**What is required**
Could you say how many lines in the records include "below"? Please give the number by itself.

-- Records for this task follows --

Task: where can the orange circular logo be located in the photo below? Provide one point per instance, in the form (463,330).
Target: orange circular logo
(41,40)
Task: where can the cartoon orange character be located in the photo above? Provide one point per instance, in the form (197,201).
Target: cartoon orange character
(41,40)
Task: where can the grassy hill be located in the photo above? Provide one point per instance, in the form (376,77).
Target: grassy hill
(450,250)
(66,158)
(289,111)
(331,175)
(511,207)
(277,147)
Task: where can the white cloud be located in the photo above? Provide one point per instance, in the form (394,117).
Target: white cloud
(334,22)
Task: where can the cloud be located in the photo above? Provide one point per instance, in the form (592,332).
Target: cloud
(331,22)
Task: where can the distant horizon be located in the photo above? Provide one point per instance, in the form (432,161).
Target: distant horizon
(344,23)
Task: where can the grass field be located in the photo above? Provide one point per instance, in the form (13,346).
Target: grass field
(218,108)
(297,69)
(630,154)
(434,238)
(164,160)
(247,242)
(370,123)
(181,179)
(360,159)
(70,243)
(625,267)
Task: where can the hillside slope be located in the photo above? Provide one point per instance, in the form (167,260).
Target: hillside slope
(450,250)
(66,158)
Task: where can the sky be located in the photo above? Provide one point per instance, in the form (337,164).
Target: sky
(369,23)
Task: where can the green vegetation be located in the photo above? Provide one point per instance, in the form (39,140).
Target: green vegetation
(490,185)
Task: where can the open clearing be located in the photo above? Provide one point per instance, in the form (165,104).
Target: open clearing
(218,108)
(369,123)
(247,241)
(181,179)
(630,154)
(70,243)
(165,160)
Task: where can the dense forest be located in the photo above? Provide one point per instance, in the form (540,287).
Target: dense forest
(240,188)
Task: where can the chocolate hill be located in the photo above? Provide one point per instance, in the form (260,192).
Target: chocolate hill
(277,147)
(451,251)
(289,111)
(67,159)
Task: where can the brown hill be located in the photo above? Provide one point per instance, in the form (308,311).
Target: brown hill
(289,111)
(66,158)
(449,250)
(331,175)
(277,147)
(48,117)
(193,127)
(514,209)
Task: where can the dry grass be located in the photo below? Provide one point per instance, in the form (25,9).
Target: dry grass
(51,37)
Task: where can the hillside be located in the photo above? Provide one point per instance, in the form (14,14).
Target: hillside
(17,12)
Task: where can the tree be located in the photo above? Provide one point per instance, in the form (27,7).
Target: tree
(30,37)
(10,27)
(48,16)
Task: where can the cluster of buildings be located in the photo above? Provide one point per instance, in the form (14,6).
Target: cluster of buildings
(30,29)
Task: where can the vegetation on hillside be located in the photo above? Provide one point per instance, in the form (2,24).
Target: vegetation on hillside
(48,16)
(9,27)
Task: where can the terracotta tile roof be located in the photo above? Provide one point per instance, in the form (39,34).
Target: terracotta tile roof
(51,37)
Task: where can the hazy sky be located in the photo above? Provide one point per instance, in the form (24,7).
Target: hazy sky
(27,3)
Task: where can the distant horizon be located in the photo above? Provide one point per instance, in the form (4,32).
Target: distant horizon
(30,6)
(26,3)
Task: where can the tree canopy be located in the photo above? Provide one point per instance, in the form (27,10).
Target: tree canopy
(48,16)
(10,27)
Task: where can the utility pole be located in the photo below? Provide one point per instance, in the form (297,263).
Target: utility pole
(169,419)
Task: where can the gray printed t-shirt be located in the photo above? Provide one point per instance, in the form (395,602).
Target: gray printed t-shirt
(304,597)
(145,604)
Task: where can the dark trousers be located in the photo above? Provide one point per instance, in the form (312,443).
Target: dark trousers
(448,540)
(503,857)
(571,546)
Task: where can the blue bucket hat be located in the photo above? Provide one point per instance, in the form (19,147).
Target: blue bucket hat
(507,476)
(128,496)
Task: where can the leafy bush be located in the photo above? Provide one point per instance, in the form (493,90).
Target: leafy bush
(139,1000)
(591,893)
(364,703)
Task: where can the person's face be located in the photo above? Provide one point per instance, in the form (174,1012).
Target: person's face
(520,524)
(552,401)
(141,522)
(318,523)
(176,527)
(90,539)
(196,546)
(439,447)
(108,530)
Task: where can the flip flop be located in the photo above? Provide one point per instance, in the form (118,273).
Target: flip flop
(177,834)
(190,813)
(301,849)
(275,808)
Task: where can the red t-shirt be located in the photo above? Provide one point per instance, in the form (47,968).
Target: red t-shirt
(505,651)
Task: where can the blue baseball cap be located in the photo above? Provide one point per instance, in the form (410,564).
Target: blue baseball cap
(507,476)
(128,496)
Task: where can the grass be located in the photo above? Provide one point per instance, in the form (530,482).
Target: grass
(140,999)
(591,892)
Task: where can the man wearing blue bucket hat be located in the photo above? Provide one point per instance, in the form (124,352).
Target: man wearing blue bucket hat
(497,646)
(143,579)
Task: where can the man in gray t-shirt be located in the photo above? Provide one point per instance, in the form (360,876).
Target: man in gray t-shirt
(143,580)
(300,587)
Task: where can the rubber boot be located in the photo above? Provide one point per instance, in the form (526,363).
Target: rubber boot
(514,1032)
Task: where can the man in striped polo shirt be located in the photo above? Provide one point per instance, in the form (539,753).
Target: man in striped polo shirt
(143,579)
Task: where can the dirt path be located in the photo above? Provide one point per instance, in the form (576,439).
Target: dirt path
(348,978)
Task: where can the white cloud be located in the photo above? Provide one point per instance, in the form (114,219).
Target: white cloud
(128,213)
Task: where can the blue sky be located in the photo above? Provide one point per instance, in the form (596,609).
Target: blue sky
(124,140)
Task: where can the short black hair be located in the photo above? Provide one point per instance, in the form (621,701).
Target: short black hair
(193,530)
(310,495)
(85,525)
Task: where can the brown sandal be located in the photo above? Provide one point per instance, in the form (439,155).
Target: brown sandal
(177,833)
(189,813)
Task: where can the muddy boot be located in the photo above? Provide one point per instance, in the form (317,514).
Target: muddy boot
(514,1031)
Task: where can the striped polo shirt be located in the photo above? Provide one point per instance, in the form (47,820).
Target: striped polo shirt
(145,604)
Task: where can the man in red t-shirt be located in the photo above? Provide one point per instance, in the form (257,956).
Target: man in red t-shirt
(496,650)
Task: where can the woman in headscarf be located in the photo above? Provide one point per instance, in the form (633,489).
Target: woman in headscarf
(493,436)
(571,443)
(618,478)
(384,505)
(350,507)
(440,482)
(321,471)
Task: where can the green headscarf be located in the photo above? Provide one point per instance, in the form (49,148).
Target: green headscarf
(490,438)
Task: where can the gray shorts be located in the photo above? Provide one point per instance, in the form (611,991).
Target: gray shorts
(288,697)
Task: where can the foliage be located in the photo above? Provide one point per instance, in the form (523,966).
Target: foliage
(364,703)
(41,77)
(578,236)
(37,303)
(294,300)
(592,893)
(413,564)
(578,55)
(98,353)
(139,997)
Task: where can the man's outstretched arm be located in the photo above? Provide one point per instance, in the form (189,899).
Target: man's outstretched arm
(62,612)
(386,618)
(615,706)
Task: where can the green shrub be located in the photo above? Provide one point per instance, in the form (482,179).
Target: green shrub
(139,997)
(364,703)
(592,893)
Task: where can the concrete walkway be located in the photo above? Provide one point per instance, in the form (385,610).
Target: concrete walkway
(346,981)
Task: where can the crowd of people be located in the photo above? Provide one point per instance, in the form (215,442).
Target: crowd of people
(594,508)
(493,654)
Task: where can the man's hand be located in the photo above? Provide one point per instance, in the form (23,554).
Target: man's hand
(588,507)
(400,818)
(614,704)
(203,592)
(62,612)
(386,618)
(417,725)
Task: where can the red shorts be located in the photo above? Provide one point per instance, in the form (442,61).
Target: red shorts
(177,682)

-- Records for this task concluded --

**Answer to this task**
3